PROBLEM TO WORK ON - Rewrite the lines from the line with "Localize elderly man" up to and including the line with "[410, 602, 538, 788]" as a two-column CSV with the columns text and answer. Give one row for each line to be answered, with its answer beside it; put each value in a single quoted field and replace line breaks with spaces.

DATASET ROWS -
-- start --
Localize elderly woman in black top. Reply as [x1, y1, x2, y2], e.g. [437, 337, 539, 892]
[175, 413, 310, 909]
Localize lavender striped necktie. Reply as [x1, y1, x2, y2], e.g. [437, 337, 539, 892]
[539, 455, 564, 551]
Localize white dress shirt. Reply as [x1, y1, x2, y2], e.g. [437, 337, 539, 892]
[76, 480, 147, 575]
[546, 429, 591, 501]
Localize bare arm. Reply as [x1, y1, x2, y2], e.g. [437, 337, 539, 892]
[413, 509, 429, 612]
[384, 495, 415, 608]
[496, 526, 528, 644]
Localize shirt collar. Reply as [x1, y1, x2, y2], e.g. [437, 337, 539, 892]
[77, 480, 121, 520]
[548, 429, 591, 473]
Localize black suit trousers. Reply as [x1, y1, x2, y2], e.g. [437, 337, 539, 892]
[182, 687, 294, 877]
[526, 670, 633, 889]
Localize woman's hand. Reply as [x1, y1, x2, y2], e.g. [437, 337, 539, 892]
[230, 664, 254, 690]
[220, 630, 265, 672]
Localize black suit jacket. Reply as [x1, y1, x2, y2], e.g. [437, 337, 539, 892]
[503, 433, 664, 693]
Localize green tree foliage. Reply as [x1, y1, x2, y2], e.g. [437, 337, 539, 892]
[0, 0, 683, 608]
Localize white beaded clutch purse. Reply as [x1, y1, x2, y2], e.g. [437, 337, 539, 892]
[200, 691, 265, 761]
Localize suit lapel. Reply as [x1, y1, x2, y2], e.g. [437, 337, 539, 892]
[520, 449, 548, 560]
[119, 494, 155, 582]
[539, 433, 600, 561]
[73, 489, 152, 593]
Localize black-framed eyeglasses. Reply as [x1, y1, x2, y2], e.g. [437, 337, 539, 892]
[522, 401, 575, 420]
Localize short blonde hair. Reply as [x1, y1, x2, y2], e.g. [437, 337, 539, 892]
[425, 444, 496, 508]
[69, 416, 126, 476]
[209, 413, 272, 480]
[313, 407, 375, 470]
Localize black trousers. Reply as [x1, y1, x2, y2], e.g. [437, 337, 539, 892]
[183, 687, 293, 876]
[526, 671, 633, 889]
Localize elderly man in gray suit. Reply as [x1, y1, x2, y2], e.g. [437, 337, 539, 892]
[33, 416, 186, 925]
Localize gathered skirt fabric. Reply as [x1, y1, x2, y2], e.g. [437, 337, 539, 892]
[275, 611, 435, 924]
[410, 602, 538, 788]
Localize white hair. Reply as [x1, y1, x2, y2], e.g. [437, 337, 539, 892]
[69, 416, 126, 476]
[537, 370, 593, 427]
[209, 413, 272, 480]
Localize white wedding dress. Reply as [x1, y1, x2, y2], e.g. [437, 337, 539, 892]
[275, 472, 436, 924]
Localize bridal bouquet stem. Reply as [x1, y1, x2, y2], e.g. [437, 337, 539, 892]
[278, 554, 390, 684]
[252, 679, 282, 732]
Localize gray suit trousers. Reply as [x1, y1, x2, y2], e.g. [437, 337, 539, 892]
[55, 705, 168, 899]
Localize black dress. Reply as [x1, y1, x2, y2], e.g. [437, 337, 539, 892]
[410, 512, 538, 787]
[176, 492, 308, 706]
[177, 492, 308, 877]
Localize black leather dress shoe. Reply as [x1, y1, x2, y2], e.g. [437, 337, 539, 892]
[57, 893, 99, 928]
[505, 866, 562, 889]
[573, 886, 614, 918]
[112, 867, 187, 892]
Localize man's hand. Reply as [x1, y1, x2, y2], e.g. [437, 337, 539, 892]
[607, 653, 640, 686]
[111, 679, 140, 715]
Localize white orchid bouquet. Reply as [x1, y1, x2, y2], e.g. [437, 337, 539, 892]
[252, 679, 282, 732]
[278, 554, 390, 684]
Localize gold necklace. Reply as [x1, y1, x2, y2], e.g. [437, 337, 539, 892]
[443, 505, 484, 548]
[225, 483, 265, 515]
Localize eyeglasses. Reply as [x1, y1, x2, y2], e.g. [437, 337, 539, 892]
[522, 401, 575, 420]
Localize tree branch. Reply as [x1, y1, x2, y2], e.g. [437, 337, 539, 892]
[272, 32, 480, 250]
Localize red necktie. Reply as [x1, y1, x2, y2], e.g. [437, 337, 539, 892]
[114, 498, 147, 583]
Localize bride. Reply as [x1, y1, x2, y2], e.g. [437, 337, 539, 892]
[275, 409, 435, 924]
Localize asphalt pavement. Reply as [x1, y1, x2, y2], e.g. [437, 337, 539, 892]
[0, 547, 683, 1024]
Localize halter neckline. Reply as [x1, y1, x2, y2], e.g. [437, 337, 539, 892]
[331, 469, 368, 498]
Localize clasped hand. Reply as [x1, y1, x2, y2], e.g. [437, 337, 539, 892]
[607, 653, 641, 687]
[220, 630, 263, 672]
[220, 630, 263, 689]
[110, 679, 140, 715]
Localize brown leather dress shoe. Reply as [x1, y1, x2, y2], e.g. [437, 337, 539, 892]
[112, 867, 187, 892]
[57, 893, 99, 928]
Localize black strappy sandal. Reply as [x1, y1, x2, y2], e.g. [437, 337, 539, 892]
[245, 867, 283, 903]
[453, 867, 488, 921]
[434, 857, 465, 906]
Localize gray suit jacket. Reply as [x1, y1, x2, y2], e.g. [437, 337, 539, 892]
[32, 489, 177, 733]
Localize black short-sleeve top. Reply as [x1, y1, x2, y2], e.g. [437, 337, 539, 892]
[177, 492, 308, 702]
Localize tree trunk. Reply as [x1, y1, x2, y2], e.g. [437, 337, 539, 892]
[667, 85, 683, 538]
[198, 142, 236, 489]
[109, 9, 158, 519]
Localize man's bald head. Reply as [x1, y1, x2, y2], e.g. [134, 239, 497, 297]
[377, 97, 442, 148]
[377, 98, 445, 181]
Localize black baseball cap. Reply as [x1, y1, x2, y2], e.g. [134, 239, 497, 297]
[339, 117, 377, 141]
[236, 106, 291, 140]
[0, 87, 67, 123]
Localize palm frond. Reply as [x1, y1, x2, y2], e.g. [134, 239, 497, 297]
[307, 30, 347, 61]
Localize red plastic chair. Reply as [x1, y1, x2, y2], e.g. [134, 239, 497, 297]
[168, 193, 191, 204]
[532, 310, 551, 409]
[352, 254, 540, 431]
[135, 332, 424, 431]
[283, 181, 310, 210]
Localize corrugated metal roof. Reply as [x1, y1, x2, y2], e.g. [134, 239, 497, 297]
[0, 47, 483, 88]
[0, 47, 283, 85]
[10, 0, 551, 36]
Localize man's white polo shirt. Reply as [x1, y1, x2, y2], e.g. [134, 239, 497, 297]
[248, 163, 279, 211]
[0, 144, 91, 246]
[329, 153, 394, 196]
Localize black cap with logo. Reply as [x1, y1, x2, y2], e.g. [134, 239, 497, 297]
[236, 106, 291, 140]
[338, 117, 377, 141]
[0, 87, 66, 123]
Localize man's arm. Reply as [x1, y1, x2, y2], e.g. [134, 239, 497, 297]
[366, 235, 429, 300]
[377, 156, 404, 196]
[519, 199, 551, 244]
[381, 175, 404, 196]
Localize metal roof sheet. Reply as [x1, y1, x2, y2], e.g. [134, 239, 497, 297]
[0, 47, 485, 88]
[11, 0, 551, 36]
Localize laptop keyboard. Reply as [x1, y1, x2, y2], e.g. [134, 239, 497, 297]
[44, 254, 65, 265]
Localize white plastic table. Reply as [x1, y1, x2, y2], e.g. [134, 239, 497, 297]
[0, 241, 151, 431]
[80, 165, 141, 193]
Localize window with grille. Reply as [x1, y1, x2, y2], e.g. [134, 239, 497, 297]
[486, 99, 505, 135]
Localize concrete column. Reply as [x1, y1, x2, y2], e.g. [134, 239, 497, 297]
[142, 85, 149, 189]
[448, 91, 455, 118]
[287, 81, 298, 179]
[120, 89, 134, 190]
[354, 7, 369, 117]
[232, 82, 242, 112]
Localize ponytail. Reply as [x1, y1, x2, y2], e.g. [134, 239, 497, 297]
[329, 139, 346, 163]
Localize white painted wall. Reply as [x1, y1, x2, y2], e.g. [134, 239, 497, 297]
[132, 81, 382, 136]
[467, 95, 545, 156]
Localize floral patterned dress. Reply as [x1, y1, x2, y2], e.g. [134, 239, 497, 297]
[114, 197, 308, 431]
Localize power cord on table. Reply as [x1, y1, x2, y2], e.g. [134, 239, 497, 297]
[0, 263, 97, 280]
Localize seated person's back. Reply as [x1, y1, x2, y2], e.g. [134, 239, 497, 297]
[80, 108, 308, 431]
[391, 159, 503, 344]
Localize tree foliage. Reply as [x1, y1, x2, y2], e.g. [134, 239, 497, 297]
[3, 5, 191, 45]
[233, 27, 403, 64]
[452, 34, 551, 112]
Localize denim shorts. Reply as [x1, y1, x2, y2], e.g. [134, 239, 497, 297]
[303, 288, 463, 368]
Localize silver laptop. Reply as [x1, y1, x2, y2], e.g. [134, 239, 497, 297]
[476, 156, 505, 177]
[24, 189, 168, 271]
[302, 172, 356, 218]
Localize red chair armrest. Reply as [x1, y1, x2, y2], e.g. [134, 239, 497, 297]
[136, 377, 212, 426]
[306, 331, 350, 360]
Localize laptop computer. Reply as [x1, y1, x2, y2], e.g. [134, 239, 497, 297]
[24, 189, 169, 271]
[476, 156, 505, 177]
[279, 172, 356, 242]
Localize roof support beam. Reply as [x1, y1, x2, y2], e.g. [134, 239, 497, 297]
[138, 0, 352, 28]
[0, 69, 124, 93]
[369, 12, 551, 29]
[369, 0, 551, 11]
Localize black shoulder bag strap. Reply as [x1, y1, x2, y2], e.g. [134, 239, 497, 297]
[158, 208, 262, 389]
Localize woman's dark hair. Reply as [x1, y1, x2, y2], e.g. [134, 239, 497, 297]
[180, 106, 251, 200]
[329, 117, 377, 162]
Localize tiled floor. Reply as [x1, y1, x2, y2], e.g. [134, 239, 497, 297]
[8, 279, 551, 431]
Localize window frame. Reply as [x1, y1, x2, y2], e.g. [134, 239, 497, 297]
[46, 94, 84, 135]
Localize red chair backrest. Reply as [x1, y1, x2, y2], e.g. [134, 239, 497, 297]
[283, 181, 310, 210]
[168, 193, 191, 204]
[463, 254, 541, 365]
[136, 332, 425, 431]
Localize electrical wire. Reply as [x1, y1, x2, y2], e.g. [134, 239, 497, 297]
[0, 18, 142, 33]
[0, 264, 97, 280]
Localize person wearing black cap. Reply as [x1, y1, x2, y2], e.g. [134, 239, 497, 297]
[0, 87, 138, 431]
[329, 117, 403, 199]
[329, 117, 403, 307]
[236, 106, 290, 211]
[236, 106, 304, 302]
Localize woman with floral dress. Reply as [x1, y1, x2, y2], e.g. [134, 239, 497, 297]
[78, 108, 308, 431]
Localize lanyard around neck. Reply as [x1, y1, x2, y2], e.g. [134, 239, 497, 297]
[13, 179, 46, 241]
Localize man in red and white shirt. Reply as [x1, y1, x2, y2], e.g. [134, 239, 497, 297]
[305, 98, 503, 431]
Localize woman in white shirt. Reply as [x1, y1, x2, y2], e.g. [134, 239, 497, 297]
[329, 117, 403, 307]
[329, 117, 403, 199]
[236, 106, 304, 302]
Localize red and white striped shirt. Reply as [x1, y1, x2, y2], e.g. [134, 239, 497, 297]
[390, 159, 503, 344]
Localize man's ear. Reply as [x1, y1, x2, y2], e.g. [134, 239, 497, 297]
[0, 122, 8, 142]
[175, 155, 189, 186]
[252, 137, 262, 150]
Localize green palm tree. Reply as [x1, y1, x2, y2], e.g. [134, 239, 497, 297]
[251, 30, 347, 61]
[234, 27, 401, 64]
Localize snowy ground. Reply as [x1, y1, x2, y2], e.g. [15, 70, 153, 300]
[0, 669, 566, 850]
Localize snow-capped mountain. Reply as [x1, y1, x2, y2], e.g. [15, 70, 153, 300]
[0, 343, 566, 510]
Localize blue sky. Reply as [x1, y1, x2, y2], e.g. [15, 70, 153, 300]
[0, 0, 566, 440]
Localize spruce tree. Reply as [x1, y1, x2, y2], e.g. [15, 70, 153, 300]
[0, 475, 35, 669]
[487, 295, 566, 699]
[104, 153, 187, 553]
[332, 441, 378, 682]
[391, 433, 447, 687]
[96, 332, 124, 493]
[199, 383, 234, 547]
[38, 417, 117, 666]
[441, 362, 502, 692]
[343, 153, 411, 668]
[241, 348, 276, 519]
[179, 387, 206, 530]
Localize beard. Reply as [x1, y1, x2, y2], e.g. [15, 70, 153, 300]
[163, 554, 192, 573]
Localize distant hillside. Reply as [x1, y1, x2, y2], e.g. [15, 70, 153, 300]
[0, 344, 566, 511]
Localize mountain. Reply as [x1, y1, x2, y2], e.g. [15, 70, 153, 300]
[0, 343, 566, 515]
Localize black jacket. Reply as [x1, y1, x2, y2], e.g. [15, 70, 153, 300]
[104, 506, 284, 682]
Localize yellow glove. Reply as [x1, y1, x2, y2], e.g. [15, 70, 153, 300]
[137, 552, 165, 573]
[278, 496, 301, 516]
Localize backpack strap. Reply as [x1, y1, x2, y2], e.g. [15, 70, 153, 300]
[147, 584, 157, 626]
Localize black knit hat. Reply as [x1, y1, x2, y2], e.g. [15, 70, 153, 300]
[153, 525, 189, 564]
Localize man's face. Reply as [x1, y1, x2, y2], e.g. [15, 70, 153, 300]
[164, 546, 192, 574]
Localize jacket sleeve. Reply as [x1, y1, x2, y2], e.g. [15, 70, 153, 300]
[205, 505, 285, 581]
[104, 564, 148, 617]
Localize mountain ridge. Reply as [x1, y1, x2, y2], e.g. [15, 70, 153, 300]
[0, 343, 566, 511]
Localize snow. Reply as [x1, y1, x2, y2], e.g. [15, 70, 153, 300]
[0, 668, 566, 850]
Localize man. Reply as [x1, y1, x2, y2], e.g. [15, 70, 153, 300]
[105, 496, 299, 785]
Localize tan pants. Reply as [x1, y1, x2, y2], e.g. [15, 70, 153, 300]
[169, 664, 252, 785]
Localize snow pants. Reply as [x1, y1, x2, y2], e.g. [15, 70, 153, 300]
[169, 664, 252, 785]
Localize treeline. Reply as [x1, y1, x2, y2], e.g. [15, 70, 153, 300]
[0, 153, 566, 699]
-- end --
PROBLEM SOLUTION -
text,answer
"Localize elderly man in gray suit. Reply as [x1, y1, x2, y2], e.g. [437, 337, 539, 892]","[33, 416, 186, 925]"
"Localize gathered skirt fabric. Reply as [x1, y1, x2, y2], e.g. [437, 337, 539, 892]","[275, 611, 435, 924] [410, 602, 538, 788]"